■ Description of the task ■
Please count the lines in the data below that contain the word "woman" and reply with only that number.

■ Provided data ■
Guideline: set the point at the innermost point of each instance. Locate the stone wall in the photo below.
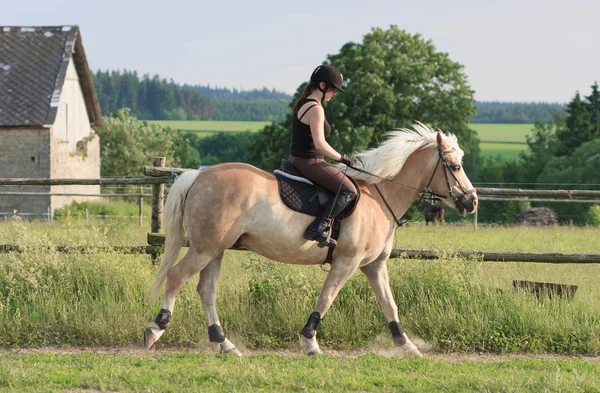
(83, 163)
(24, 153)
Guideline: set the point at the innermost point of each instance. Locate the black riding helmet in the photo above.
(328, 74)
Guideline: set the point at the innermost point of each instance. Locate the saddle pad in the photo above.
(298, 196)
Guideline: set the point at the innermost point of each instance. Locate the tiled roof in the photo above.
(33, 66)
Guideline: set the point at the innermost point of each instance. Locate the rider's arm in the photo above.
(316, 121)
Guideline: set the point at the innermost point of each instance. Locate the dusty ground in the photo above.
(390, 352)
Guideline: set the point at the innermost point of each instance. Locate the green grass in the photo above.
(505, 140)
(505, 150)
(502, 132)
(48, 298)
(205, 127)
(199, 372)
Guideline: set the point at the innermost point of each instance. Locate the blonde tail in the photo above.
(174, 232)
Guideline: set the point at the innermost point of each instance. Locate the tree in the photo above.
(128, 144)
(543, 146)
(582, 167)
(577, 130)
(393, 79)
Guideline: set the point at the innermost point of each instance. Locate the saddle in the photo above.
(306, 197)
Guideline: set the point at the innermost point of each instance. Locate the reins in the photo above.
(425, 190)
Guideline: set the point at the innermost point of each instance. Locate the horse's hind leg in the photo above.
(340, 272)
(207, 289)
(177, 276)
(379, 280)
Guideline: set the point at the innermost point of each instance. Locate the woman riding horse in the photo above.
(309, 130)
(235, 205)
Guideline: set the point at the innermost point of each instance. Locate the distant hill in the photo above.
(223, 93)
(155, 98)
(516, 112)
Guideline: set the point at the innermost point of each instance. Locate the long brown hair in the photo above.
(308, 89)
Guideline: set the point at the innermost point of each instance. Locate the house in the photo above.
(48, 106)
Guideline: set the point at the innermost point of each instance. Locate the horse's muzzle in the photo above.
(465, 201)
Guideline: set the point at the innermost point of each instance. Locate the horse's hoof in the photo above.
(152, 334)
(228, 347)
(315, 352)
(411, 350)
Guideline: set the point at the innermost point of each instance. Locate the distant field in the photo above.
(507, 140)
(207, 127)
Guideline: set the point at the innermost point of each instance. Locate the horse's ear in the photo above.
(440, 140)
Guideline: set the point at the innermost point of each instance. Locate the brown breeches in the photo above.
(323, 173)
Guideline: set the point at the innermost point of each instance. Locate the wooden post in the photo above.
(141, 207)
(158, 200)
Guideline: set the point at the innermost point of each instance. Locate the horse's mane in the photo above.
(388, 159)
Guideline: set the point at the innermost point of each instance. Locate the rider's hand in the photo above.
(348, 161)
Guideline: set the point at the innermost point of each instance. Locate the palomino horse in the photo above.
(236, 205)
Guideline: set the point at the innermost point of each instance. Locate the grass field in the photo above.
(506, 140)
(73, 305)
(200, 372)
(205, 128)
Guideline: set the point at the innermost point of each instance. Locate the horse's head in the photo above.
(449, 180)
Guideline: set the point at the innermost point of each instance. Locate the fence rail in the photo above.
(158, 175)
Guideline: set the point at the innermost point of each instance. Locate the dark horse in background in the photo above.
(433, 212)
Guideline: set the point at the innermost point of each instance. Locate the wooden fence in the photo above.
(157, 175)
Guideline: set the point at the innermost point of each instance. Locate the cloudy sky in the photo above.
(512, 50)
* * *
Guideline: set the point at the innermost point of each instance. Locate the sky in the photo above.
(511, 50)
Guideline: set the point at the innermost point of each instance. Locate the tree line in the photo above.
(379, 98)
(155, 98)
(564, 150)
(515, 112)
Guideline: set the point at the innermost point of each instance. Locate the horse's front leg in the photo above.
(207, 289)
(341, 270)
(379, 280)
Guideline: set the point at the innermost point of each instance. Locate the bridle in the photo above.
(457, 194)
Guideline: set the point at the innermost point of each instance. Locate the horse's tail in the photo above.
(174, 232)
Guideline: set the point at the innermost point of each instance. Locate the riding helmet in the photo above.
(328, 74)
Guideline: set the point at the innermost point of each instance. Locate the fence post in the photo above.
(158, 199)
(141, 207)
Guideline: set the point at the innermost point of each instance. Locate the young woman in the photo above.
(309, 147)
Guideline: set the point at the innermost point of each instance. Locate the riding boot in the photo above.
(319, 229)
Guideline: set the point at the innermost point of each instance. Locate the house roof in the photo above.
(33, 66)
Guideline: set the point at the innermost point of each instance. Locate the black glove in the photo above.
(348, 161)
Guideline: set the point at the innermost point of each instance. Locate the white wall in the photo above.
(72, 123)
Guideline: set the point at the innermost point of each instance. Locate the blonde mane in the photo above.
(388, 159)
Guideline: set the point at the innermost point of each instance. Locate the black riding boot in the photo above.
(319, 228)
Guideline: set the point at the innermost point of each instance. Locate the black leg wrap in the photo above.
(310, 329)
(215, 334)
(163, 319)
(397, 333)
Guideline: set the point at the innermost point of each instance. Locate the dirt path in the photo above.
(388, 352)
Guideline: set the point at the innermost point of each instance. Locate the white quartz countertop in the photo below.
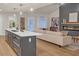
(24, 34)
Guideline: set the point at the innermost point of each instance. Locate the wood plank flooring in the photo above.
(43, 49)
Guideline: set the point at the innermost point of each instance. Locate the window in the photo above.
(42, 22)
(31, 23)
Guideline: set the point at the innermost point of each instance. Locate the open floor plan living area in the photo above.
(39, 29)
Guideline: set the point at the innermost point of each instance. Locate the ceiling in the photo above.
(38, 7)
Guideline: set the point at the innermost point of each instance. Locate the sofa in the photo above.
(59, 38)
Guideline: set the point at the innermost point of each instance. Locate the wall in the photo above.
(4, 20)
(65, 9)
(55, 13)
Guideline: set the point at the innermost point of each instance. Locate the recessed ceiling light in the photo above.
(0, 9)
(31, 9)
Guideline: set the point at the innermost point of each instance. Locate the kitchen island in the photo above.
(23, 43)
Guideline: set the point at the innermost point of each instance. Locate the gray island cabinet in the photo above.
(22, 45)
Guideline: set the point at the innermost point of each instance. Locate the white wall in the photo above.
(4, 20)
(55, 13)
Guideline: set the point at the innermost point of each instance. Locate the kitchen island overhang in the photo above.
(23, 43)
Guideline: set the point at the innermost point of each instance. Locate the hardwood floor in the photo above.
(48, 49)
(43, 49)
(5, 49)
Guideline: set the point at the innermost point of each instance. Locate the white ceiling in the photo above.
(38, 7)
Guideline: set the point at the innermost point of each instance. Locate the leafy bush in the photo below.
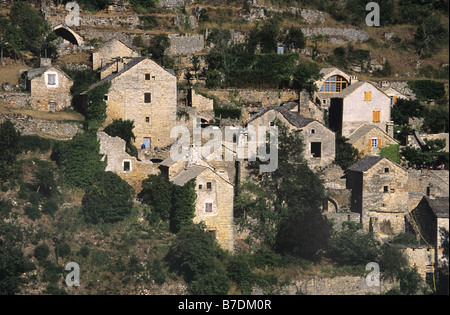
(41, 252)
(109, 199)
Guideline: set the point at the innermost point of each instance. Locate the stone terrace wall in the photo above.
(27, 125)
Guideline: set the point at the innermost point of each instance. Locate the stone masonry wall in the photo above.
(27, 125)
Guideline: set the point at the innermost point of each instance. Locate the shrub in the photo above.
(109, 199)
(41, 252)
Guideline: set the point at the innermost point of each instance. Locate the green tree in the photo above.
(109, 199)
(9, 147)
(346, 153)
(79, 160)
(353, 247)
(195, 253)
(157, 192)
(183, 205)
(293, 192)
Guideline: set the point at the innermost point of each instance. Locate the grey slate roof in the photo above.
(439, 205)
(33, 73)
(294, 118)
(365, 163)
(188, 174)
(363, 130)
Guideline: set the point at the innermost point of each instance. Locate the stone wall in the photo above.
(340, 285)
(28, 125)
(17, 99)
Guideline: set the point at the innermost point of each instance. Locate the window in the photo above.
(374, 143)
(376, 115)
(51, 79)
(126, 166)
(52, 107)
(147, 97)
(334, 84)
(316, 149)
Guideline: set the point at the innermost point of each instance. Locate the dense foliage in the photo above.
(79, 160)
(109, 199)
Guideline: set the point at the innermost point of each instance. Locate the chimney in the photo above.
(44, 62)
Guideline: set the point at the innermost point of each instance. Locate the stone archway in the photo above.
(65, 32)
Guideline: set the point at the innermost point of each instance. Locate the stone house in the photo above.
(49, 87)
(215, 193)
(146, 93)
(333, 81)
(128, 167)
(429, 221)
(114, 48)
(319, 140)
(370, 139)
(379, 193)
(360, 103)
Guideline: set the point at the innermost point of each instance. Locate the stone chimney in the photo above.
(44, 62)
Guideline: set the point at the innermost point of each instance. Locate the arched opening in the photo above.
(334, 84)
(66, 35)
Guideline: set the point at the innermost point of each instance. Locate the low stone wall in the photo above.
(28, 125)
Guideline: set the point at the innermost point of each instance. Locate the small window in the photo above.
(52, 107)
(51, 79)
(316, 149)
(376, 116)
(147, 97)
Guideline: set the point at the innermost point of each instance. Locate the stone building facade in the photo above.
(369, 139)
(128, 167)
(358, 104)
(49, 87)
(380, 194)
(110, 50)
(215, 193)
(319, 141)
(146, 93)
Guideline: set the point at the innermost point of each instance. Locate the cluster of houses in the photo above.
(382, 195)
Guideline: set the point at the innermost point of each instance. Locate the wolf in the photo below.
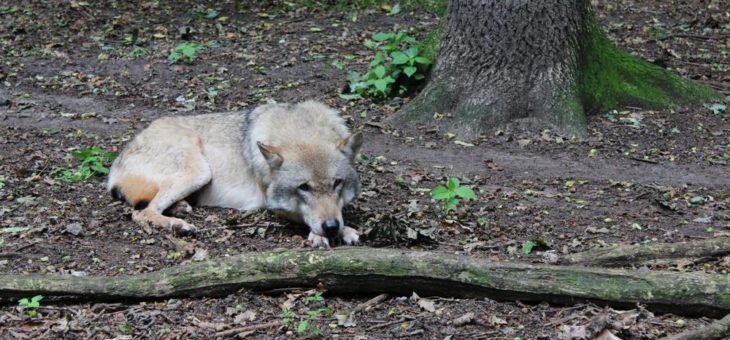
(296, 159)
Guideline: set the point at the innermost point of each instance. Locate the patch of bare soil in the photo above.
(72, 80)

■ Output of the task ■
2